■ **TEXTAUSZUG**
LG Saarbrücken v. 12.03.2010: Bei einem Fahrstreifenwechsel spricht der Anscheinsbeweis gegen den Spurwechsler


Das Landgericht Saarbrücken (Urteil vom 12.03.2010 - 13 S 215/09) hat entschieden:
Wird gegen eine Schutzvorschrift verstoßen, die auf bestimmten Erfahrungen über die Gefährlichkeit einer Handlungsweise beruht, so kann bei einem Schadenseintritt nach erstem Anschein darauf geschlossen werden, dass sich die von ihr bekämpfte Gefahr verwirklicht hat, sofern sich der Schadensfall in zeitlichem und sachlichem Zusammenhang mit dem vorschriftswidrigen Verhalten ereignet hat. Jedenfalls wenn es in einem engen räumlichen und zeitlichen Zusammenhang mit dem Fahrstreifenwechsel eines Fahrzeuges zu einer Kollision mit einem auf der anderen Fahrspur befindlichen Fahrzeug kommt, wird regelmäßig von einem Anscheinsbeweis für einen schuldhaften Verstoß des den Fahrstreifen wechselnden Fahrzeugführers ausgegangen.


Gründe:

I.

■ **ZIEL DER AUFGABE**
Welches Gericht hat im Auszug über den Fahrstreifenwechsel das Urteil vom 12.03.2010 gefällt?

■ **VORLIEGENDE ANGABEN**
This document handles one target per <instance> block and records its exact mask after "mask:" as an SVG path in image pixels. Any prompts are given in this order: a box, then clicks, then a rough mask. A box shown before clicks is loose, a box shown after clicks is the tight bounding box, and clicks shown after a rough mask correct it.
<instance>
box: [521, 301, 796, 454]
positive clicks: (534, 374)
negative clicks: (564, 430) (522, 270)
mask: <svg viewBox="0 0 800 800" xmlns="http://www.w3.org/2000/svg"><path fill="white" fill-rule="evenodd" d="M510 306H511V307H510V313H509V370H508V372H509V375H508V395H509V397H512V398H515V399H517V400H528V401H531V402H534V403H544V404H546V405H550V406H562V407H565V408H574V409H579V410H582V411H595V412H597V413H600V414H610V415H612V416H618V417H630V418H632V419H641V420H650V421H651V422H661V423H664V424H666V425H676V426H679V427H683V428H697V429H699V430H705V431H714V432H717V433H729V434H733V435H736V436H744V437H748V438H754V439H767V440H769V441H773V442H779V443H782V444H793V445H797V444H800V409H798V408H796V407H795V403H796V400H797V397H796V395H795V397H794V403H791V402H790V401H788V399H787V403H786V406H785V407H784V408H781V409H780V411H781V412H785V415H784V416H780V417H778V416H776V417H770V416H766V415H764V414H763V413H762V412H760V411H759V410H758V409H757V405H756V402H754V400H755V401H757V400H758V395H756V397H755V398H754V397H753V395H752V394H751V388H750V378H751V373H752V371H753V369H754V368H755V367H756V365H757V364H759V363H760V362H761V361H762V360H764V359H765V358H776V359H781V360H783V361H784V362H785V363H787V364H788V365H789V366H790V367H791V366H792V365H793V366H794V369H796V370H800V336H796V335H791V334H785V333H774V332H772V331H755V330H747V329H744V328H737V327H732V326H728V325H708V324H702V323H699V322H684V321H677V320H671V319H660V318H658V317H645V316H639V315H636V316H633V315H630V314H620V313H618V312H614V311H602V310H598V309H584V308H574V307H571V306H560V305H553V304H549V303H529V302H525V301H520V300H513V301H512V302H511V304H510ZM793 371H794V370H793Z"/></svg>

■ **DEINE ANTWORT**
Das Landgericht Saarbrücken.